= DATA =
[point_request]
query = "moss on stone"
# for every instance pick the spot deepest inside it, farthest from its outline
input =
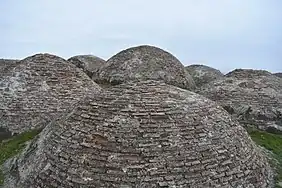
(12, 146)
(273, 143)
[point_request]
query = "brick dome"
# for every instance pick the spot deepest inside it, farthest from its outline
(145, 134)
(145, 63)
(39, 88)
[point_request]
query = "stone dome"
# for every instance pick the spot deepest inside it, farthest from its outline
(203, 74)
(253, 97)
(39, 88)
(6, 63)
(88, 63)
(145, 63)
(279, 74)
(146, 134)
(247, 73)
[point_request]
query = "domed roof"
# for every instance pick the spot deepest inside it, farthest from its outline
(88, 63)
(145, 63)
(146, 134)
(253, 97)
(279, 74)
(38, 89)
(203, 74)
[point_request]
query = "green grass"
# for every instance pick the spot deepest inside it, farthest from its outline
(12, 146)
(273, 143)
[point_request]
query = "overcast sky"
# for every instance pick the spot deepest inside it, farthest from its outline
(224, 34)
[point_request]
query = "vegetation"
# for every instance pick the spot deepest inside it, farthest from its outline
(273, 143)
(12, 146)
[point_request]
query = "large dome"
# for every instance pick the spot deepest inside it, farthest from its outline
(146, 134)
(88, 63)
(145, 63)
(252, 96)
(203, 74)
(39, 88)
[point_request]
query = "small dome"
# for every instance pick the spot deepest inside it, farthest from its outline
(88, 63)
(145, 63)
(38, 89)
(253, 97)
(203, 74)
(6, 64)
(279, 74)
(146, 134)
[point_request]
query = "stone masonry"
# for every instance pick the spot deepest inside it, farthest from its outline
(142, 134)
(254, 97)
(143, 63)
(88, 63)
(38, 89)
(203, 74)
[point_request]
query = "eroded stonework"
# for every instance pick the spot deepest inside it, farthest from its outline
(253, 97)
(145, 134)
(203, 74)
(279, 74)
(38, 89)
(143, 63)
(6, 63)
(88, 63)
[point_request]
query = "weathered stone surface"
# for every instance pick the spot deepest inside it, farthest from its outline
(279, 74)
(203, 74)
(88, 63)
(146, 134)
(38, 89)
(6, 63)
(145, 63)
(254, 97)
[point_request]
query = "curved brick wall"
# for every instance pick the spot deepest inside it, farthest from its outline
(203, 74)
(252, 96)
(38, 89)
(145, 134)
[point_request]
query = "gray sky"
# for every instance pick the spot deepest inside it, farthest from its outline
(224, 34)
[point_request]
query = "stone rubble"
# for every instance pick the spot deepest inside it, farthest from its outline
(143, 63)
(36, 90)
(88, 63)
(203, 74)
(142, 134)
(254, 97)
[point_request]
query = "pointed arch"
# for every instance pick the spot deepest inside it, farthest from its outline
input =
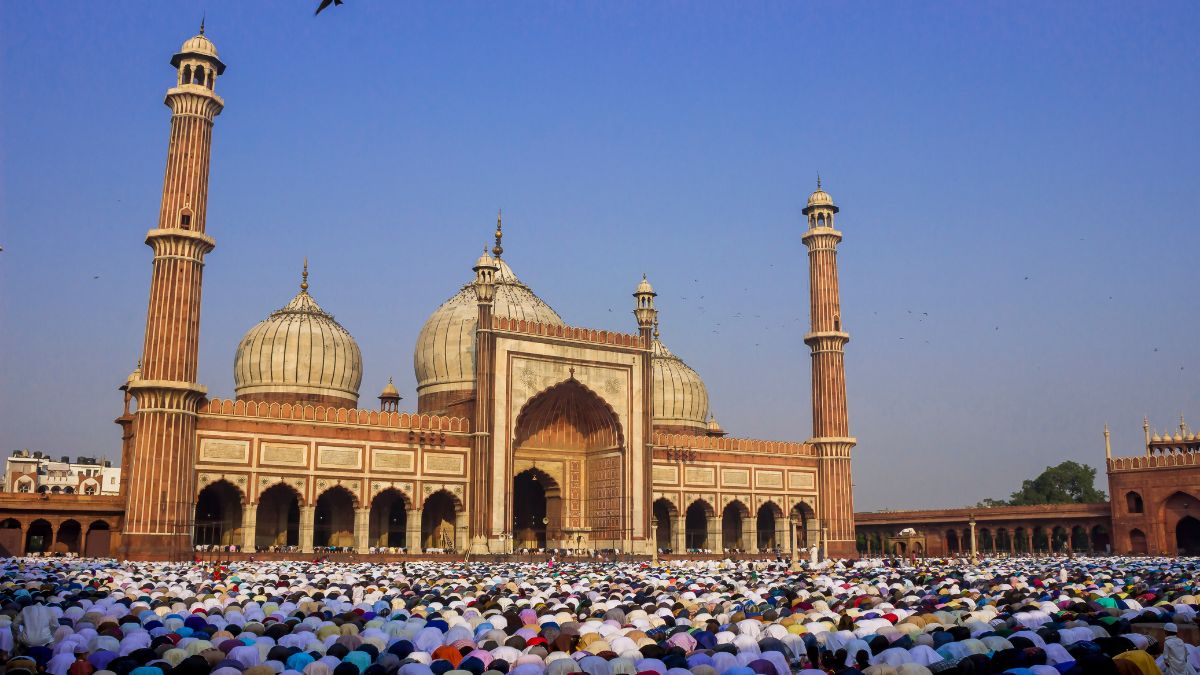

= WHAT YOU ARE ASKED TO DO =
Return each line of the records above that contains the word "brick", copied unchanged.

= EXERCISE RESULT =
query = "brick dome"
query = "curved brick wall"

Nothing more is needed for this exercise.